[start The input]

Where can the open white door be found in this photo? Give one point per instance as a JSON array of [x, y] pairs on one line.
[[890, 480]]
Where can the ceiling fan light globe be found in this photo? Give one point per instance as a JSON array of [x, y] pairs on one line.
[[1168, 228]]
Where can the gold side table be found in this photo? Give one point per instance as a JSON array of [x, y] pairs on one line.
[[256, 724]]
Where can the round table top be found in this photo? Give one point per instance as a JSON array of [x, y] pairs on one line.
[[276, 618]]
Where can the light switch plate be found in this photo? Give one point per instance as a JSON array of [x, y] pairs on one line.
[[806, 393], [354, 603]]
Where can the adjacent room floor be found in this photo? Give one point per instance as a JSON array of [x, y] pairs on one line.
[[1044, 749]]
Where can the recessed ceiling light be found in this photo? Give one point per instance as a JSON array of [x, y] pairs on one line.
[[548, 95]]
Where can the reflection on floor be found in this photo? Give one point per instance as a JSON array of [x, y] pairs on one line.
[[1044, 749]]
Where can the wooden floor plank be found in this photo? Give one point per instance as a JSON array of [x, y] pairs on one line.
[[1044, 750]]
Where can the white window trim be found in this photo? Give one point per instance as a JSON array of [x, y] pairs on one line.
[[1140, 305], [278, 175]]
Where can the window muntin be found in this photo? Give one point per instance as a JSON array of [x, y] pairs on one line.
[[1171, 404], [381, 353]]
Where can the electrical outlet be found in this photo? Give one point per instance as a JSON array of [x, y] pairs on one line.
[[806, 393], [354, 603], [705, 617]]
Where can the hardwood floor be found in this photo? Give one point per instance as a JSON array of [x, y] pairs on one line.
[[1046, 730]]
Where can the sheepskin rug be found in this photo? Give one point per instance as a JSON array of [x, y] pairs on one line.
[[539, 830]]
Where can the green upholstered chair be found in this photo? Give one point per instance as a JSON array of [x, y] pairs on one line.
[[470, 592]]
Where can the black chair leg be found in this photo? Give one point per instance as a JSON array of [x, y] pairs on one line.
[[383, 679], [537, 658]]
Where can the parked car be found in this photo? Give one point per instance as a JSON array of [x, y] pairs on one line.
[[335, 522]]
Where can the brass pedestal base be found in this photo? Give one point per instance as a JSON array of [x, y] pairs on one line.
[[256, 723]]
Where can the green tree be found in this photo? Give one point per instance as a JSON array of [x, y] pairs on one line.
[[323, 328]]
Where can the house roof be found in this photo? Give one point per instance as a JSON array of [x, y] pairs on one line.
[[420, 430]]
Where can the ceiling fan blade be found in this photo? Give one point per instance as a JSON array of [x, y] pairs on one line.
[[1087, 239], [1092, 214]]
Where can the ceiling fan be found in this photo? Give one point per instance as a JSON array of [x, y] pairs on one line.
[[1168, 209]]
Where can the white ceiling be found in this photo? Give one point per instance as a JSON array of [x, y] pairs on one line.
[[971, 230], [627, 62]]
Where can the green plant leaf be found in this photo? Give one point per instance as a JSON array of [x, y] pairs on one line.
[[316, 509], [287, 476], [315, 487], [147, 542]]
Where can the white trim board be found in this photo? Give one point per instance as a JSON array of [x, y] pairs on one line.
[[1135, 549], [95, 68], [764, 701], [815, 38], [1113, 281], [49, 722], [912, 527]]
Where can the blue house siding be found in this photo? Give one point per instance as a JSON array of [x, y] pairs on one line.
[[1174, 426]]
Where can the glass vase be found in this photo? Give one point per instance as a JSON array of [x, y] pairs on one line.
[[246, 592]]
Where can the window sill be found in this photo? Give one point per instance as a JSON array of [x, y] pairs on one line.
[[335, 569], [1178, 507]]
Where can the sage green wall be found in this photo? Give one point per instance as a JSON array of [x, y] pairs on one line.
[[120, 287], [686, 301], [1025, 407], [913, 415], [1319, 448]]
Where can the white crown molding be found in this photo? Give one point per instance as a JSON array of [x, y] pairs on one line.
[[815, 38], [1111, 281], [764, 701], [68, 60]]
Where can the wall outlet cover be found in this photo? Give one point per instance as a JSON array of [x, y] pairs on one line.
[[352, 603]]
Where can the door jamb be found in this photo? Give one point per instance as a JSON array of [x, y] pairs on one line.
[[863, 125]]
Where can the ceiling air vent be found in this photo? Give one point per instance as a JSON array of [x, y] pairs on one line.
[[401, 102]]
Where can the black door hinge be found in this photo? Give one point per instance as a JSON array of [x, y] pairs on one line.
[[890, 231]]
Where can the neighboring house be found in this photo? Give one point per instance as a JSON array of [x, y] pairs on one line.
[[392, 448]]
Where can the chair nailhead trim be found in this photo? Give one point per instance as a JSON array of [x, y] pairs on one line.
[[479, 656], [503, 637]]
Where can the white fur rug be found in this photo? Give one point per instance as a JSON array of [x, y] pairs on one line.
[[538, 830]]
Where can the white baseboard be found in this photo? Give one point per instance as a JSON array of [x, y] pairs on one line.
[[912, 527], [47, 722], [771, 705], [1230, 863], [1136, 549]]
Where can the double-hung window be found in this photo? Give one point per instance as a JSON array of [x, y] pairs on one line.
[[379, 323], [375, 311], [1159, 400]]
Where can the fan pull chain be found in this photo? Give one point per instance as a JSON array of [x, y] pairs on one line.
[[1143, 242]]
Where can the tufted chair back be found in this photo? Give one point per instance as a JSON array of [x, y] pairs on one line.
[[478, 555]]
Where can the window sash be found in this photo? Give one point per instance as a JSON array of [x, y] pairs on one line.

[end The input]

» Set task: Rescale the data above, starting with the line with "Where can the ceiling fan blade" and going on through the line with "[[971, 230], [627, 62]]", both included. Copy the requests unchanged, multiply every point coordinate in the answers by 1.05 and round to whole numbers with halves going up, and return only those lines.

» Task output:
Where can the ceiling fan blade be found in this photo? Give one point per instance as a JSON array of [x, y] pairs on one line.
[[1141, 251], [1147, 225]]
Where can the ceiling fan be found in this photo? Give one point per instance as a JSON array of [x, y] pairs on one line.
[[1226, 219]]
Where can the white ceiling be found in this photo? Give one point per instance as a JSON array of [x, y] pairs on one line.
[[1020, 242], [658, 65]]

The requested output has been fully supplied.